= Tasks for this exercise =
1 - In the text about Gordon, turn the paragraph beginning "In his first term" into a short list that keeps its main facts.
2 - Pick up the text about Gordon's legislative career after its last sentence and continue it.

##### Exercise text #####

After taking office, Gordon served as Chairman of the Assembly's Business & Professions Committee. In June 2012, the Speaker named Gordon Chairman of the Committee on Rules, a position he currently holds (for the 2015 legislative session). Gordon is a member of the following committees: Budget, Budget Subcommittee on Resources and Transportation, Elections and Redistricting, Local Government and Privacy and Consumer Protection. He also chairs the Select Committee on Water Consumption and Alternative Sources, as well as the Select Committee on Waste Reduction and Recycling in 21st Century California.

In his first term, Gordon was one of the most productive legislators; 26 of his 35 bills were signed into law by the Governor. His success continued into his second term, in which 24 of his 39 bills were signed by the Governor. In 2014, Assemblyman Gordon saw 17 bills signed by the Governor, the highest number among the legislators. In 2015, he authored 9 bills that were signed by the Governor.

##### Dataset extract #####

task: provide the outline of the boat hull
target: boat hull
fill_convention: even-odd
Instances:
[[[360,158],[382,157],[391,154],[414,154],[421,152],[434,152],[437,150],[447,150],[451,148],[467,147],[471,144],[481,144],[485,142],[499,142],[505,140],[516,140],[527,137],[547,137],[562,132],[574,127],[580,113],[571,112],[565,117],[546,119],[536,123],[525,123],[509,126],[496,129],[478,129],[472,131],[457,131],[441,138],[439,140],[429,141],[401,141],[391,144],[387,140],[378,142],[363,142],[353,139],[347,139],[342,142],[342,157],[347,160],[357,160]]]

#####

= Answers to the exercises =
1 -
- First term: 26 of his 35 bills were signed into law by the Governor, making him one of the most productive legislators.
- Second term: 24 of his 39 bills were signed by the Governor.
- 2014: 17 of his bills were signed by the Governor, the highest number among legislators.
- 2015: 9 bills he authored were signed by the Governor.

2 -
Gordon was chair of the California Legislative LGBT Caucus from January 2012 to January 2015.

====2014 California State Assembly ====

California's 24th State Assembly district election, 2014
Primary election
| Party |  | Candidate | Votes | % |
|  | Democratic | Rich Gordon (incumbent) | 38,758 | 60.1 |
|  | Republican | Diane Gabl | 18,021 | 27.9 |
|  | Democratic | Greg Coladonato | 7,738 | 12.0 |
| Total votes |  |  | 64,517 | 100.0 |
General election
|  | Democratic | Rich Gordon (incumbent) | 77,986 | 70.0 |
|  | Republican | Diane Gabl | 33,419 | 30.0 |
| Total votes |  |  | 111,405 | 100.0 |
|  | Democratic hold |  |  |  |

== Personal ==
Rich Gordon is now married to Stanford physician Dennis McShane, his partner since 1982. McShane is one of the founders of a national organization for gay doctors called the American Association of Physicians for Human Rights, now known as the Gay and Lesbian Medical Association. The couple was married in the state of California in August 2008, just before the passage of Proposition 8 in November 2008, which prohibited gay marriage. The law was ultimately ruled unconstitutional in 2010, and the court decision took effect in 2013.